[Coordinate annotation records]
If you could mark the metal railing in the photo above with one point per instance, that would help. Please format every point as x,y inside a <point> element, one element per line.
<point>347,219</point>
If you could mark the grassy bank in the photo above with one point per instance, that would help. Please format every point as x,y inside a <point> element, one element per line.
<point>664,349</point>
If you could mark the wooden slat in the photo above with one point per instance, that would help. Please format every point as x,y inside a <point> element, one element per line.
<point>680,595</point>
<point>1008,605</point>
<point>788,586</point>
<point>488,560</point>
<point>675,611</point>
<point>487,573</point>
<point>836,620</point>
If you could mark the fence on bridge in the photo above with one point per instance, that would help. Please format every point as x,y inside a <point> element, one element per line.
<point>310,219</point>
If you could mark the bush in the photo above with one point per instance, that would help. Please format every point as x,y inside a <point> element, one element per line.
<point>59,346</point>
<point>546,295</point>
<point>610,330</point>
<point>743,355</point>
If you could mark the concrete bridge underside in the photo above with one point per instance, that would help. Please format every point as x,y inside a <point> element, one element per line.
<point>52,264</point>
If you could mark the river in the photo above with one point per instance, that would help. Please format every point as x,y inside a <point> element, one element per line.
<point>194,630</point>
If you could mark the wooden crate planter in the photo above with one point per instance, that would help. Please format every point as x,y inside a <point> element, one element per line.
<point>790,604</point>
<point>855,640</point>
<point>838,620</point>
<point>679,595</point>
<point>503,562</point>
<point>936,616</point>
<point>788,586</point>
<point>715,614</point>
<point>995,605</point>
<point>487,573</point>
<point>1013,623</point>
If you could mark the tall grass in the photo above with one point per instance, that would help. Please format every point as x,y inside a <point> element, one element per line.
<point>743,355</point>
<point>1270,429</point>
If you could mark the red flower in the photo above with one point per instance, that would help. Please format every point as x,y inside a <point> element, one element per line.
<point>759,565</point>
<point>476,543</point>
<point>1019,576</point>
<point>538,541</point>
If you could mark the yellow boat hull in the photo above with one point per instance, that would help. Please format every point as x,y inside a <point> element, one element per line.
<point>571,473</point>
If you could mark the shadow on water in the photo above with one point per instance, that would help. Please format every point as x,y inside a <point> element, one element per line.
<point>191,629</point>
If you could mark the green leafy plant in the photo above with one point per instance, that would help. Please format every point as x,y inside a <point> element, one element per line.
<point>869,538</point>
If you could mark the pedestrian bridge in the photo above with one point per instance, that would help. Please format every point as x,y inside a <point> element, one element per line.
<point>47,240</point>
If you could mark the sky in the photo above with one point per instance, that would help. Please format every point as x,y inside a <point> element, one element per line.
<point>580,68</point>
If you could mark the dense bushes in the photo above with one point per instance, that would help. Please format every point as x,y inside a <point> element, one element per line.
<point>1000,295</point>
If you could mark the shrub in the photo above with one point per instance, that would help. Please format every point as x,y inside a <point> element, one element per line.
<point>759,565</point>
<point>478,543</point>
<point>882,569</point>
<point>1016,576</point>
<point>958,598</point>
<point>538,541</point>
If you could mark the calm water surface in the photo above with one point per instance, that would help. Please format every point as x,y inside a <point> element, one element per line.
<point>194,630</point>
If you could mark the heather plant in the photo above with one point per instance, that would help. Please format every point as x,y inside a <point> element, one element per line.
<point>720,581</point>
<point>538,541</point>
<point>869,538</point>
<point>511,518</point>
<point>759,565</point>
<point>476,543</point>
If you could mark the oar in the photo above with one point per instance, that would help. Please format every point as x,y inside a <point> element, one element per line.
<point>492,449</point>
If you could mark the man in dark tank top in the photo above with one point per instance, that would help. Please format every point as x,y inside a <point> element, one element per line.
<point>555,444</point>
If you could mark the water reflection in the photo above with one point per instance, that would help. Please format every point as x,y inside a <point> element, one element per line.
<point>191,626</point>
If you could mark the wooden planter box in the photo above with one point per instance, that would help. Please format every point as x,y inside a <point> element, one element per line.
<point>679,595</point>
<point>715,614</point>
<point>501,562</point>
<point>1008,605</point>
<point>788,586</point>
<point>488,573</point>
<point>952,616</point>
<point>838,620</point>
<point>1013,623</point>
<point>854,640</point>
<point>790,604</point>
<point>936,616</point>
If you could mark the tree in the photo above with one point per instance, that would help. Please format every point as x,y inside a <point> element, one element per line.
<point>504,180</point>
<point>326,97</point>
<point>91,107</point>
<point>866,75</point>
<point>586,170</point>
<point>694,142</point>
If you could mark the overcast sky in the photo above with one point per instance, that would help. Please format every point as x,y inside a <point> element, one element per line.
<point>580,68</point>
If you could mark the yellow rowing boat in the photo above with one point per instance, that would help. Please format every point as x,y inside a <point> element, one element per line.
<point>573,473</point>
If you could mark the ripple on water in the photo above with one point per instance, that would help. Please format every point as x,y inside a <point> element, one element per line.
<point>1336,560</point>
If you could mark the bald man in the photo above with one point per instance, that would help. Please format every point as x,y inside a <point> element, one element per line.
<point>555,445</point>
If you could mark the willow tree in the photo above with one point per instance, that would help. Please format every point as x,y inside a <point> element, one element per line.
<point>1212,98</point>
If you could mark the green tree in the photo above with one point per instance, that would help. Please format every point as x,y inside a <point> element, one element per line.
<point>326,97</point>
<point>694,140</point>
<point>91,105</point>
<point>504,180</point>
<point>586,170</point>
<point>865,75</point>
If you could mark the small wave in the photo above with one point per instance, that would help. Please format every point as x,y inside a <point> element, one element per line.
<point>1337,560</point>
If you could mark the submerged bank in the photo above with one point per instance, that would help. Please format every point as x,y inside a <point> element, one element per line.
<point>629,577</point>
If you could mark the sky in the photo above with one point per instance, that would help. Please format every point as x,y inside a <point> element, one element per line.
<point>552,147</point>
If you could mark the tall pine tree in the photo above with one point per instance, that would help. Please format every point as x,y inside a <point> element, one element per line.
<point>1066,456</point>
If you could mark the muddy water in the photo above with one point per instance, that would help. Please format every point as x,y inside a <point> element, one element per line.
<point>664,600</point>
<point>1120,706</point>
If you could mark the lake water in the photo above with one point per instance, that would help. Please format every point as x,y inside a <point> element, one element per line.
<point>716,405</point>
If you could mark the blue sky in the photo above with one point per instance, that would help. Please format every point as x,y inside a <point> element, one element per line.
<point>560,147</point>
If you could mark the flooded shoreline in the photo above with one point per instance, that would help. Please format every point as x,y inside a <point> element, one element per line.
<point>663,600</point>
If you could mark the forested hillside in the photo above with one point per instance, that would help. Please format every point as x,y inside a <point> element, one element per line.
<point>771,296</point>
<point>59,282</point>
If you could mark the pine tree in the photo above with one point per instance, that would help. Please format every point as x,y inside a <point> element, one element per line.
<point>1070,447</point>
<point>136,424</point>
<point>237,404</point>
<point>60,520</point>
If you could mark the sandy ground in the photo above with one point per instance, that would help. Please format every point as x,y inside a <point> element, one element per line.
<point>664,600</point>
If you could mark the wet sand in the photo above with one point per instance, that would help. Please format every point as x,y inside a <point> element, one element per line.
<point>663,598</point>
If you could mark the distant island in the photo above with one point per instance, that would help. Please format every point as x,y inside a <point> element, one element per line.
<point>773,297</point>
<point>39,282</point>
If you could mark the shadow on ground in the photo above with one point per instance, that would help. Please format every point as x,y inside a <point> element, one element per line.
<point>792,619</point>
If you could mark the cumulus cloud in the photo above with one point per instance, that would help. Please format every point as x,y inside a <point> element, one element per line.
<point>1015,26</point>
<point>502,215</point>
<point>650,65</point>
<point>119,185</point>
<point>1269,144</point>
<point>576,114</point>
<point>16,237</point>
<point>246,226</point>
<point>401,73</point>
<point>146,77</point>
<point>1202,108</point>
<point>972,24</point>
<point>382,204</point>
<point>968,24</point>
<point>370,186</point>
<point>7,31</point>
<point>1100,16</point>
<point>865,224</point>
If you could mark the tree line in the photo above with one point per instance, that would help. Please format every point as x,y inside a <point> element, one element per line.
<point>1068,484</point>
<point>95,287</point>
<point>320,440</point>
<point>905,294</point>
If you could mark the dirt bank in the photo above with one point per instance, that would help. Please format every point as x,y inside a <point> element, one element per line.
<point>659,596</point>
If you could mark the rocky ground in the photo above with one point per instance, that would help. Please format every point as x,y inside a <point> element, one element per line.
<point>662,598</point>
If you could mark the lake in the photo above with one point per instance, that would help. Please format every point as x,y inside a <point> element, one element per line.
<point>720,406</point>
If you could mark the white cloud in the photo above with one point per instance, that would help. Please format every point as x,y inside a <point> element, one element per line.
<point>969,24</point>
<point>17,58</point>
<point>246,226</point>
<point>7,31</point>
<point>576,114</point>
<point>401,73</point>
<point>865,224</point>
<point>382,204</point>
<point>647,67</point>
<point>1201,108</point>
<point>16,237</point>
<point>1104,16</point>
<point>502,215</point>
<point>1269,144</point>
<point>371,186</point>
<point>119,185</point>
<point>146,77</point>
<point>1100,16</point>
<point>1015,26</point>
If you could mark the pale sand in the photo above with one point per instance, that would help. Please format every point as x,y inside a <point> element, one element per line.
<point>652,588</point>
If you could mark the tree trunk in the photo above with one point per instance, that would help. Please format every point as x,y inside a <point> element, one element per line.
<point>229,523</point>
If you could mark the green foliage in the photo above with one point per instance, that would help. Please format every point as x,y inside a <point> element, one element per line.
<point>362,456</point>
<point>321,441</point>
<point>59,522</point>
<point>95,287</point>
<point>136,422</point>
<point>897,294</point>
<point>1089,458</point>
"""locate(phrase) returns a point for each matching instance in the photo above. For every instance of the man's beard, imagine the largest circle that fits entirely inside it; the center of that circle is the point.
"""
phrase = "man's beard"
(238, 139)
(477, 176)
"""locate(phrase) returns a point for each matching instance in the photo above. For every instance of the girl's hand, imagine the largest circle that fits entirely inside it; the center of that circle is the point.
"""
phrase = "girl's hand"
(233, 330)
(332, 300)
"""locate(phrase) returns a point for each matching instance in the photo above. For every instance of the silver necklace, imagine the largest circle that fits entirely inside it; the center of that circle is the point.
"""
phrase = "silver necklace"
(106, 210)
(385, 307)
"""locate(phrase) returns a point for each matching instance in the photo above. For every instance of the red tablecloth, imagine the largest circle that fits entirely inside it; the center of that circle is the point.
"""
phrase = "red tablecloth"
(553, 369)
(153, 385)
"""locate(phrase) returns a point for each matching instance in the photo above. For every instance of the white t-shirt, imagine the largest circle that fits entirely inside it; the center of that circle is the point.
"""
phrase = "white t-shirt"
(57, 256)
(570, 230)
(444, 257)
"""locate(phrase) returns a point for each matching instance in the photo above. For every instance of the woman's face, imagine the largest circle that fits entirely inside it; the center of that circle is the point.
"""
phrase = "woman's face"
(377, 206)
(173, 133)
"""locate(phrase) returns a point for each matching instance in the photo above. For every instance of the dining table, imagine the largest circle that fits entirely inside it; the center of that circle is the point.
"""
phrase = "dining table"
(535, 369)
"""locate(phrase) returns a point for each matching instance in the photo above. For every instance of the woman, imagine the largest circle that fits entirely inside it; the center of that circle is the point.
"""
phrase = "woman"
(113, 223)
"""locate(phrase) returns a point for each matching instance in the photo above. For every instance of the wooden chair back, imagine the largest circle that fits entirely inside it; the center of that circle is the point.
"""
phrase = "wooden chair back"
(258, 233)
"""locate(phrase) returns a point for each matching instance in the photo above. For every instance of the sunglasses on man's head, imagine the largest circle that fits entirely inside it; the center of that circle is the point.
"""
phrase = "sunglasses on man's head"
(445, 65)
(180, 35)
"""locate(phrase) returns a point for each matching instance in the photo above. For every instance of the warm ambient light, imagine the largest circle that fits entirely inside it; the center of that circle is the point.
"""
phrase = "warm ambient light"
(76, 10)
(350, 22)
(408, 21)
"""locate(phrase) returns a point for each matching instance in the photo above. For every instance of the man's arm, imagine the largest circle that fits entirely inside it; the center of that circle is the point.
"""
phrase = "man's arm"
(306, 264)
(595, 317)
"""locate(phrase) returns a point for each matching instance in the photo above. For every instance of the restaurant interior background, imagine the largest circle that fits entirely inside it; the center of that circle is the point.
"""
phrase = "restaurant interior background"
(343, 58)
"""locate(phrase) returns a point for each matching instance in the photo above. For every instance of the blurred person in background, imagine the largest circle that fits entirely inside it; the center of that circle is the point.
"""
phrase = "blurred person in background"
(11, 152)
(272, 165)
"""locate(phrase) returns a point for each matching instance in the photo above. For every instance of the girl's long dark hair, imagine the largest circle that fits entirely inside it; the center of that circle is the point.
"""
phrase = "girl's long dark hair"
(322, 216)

■ WORK REQUIRED ■
Edit the records from the line with "If you could mark the wooden slat" up to and including the line with "<point>310,219</point>" by replacing "wooden slat" with "wooden plank", leaving all else unchanged, and give back only those lines.

■ ANSWER TO THE PROBLEM ■
If you could mark the wooden plank in the photo above with one point per instance, that would help. Please format every point as x,y inside a <point> element, one element per line.
<point>680,595</point>
<point>1008,605</point>
<point>788,586</point>
<point>488,560</point>
<point>675,611</point>
<point>487,573</point>
<point>836,620</point>
If you could mark the fence on bridge in the photo above with one point per instance, that would help. Please format every point as x,y inside a <point> element, one element per line.
<point>310,219</point>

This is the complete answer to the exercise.